Given information:
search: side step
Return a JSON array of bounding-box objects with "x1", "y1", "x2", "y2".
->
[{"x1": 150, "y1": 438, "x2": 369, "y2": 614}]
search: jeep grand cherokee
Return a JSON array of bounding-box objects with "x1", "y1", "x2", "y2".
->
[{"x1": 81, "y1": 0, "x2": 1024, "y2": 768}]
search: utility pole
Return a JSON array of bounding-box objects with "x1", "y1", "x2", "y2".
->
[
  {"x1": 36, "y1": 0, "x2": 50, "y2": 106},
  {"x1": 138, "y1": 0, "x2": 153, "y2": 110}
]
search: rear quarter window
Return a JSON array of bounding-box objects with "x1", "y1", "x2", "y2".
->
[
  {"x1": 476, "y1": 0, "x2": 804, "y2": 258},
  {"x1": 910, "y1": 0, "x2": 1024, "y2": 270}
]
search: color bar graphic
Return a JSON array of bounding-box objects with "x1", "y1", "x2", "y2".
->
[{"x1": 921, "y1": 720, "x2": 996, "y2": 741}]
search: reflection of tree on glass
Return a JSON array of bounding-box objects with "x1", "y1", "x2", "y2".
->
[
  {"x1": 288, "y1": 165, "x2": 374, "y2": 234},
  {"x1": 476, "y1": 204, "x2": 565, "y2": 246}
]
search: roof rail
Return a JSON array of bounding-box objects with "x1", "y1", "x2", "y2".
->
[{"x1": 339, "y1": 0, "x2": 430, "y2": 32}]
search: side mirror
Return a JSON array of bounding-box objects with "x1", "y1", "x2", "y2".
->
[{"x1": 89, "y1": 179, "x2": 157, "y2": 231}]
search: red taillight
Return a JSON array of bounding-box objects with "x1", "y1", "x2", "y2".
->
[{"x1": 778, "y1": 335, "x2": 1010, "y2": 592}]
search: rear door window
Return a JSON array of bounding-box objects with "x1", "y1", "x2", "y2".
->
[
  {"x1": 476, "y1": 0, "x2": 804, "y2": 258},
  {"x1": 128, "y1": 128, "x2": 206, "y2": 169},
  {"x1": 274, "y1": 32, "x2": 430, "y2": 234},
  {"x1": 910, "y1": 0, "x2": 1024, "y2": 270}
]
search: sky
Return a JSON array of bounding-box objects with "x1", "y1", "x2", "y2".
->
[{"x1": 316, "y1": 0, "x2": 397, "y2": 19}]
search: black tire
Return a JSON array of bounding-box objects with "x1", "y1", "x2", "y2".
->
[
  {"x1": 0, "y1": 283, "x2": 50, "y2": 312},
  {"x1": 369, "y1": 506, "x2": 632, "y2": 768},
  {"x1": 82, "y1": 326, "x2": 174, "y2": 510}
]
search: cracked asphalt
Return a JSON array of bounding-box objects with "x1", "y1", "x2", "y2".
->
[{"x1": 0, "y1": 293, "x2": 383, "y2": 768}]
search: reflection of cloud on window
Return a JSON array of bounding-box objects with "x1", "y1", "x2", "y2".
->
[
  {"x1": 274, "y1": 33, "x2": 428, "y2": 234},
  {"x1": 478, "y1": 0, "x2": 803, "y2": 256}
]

Directions:
From the line that contains "search: black tire" to the last line of the material above, repeat every line exactly, keeping both the first and the last.

Result of the task:
search: black tire
Return a JSON array of bounding-box objects with "x1", "y1", "x2", "y2".
->
[
  {"x1": 0, "y1": 283, "x2": 50, "y2": 312},
  {"x1": 369, "y1": 506, "x2": 632, "y2": 768},
  {"x1": 82, "y1": 326, "x2": 174, "y2": 510}
]
search: cracked asphalt
Return a JSON array of bounding-box objects with "x1", "y1", "x2", "y2".
->
[{"x1": 0, "y1": 293, "x2": 383, "y2": 768}]
search: reflection of cloud on window
Return a JSON array of bounding-box objects with "x1", "y1", "x2", "y2".
->
[
  {"x1": 274, "y1": 33, "x2": 428, "y2": 234},
  {"x1": 478, "y1": 0, "x2": 803, "y2": 256}
]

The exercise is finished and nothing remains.